Source:

────────

I agree that this episode is a bit callous with death and very not trek, but it also just feels forced. The ship needs to have this sweep done to remove the mcguffin number one so it looks shinier, but meanwhile a crew of weapons dealers decides to enter the certain death trap to get mcguffin number two, which apparently blows up at the drop of a hat, proving that they have a really cool hijacking technology, but not that they no diddlysquat about current events or the ship they are boarding, since presumably they could have gotten on the 24th century equivalent of Wikipedia to find out the bald dude is the captain, not the barber.

────────

Extracted data:
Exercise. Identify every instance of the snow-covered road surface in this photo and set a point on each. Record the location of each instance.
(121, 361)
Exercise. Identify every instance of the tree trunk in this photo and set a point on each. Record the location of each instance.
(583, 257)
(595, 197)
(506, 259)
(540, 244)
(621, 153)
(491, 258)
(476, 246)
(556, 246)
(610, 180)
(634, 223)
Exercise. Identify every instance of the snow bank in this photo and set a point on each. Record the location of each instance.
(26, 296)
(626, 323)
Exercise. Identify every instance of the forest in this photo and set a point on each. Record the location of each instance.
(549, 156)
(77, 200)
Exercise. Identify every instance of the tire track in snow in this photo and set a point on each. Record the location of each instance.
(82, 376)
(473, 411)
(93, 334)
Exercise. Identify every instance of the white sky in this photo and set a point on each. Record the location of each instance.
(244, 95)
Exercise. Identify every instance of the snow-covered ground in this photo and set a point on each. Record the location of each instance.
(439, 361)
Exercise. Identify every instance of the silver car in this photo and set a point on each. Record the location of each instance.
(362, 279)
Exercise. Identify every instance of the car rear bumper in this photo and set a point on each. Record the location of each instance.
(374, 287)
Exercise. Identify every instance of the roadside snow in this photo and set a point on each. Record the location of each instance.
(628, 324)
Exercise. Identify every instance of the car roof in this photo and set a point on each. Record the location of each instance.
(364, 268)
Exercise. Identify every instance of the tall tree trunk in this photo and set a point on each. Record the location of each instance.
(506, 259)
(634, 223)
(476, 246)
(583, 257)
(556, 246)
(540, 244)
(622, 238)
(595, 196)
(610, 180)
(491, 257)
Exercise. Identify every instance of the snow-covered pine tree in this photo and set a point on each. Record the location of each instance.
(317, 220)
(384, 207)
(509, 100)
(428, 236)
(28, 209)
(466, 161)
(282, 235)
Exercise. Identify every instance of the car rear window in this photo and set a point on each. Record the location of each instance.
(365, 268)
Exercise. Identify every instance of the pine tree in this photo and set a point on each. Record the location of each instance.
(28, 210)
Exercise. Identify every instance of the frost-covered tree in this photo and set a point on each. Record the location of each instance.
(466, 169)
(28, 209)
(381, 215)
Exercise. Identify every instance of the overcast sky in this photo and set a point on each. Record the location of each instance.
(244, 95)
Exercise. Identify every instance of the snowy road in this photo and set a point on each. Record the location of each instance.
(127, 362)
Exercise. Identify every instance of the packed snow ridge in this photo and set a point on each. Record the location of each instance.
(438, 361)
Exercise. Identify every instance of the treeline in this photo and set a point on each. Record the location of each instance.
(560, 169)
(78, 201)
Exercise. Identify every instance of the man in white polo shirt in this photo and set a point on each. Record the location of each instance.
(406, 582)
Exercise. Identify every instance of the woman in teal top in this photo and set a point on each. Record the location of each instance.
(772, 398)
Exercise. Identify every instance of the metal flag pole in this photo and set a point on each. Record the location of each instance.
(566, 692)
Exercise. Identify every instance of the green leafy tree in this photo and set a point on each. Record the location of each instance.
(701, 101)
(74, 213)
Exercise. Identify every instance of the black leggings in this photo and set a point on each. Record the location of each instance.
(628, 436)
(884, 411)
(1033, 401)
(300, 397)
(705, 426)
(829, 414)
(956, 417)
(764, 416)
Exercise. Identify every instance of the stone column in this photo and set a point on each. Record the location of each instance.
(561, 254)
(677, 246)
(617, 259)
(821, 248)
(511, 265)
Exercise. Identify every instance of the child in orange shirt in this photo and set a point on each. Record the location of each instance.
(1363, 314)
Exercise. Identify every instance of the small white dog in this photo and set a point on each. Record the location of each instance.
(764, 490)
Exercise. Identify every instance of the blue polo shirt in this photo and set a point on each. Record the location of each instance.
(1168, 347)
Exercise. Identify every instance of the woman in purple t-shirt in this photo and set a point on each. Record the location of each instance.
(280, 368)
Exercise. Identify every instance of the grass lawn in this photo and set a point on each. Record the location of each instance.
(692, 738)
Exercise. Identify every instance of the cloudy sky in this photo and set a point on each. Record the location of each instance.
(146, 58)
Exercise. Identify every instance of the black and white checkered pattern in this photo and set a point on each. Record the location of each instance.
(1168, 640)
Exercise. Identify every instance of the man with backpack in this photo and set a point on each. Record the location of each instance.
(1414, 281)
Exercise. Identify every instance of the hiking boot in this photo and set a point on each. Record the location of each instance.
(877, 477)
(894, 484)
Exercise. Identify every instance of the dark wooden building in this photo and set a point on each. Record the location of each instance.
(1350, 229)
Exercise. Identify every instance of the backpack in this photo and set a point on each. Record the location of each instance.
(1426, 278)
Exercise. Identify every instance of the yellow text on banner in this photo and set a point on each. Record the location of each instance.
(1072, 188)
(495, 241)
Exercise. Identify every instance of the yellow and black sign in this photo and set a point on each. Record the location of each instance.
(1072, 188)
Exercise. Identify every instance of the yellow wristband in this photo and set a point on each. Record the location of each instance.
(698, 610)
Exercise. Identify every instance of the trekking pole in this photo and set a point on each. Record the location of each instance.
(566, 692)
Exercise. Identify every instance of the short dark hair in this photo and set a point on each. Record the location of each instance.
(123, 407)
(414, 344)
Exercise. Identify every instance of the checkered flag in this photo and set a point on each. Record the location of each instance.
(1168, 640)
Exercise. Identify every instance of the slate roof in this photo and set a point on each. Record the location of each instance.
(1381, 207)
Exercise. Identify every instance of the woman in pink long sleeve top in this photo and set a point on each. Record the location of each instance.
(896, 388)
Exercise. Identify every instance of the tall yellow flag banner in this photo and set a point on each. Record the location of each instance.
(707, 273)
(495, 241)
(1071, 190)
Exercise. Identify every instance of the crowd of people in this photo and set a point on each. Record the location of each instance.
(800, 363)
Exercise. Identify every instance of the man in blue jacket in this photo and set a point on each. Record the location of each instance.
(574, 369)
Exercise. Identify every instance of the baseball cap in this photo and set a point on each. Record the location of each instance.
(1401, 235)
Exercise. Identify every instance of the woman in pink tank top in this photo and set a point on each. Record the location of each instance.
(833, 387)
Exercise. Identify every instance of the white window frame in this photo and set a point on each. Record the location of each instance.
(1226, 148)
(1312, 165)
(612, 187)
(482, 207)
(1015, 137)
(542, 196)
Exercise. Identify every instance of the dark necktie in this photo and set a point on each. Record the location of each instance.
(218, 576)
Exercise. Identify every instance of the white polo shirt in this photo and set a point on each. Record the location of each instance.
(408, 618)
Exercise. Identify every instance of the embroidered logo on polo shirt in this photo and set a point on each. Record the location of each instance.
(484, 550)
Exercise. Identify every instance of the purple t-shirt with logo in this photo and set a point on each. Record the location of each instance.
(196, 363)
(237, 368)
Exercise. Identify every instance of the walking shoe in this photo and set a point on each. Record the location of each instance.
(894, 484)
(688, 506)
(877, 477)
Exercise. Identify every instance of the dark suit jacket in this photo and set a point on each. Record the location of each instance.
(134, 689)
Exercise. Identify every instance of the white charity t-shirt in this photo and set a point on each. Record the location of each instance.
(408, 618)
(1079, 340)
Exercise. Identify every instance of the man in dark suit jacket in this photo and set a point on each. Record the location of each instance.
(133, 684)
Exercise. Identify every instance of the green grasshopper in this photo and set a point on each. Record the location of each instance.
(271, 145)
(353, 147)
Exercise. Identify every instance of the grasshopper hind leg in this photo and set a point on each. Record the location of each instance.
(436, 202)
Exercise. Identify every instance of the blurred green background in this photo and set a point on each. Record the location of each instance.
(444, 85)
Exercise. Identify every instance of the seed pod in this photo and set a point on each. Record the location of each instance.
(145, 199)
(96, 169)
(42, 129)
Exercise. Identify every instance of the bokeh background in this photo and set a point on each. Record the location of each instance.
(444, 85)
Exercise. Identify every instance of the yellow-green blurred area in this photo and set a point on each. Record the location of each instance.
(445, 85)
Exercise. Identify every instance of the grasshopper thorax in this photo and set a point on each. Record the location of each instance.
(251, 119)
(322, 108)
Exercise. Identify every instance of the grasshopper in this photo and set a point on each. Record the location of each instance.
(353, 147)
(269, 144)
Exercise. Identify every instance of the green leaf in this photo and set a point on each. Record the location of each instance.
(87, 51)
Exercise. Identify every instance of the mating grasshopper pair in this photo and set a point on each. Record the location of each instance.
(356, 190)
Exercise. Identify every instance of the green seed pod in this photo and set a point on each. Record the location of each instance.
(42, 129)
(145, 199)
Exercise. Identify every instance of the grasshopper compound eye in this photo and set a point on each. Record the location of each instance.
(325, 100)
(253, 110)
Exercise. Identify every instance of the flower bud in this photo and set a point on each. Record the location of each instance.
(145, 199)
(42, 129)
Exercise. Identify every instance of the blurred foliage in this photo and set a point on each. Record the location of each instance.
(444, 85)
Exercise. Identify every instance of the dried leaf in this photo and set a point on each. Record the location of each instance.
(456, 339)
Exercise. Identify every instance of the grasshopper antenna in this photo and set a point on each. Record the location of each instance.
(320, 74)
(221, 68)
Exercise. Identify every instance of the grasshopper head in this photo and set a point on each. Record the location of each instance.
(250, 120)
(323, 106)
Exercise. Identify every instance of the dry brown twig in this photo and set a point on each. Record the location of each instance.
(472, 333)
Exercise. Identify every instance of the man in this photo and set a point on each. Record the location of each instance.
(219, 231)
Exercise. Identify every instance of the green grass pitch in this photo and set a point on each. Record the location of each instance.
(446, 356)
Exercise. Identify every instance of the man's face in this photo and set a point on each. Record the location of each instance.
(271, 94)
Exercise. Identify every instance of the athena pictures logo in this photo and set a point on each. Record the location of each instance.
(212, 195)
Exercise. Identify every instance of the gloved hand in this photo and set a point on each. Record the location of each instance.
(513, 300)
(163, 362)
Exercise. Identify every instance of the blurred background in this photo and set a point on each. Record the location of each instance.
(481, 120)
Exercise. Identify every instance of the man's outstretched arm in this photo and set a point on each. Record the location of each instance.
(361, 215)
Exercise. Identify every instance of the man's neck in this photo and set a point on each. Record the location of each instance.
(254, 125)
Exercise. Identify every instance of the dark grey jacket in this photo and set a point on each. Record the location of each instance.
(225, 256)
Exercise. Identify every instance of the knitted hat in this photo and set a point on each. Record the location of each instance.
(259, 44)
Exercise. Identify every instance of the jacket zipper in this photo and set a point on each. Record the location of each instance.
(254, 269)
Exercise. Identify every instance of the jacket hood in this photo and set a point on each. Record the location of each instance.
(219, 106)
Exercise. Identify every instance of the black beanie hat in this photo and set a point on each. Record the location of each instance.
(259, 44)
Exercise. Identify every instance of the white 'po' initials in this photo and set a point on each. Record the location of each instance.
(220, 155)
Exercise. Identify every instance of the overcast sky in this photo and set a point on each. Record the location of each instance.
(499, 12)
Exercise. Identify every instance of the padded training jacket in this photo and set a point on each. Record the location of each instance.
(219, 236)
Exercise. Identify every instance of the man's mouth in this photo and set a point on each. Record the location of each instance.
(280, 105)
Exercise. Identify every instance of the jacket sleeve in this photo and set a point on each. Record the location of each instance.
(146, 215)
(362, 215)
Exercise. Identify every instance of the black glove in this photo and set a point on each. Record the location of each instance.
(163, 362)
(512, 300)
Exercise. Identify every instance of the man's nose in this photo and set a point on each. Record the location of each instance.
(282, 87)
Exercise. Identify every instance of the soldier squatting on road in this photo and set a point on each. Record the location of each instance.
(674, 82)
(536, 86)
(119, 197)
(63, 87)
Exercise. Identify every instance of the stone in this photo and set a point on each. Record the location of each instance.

────────

Exercise instructions:
Reproduce the episode critique word for word, from "I agree that" up to and including "not the barber.".

Response to the exercise:
I agree that this episode is a bit callous with death and very not trek, but it also just feels forced. The ship needs to have this sweep done to remove the mcguffin number one so it looks shinier, but meanwhile a crew of weapons dealers decides to enter the certain death trap to get mcguffin number two, which apparently blows up at the drop of a hat, proving that they have a really cool hijacking technology, but not that they no diddlysquat about current events or the ship they are boarding, since presumably they could have gotten on the 24th century equivalent of Wikipedia to find out the bald dude is the captain, not the barber.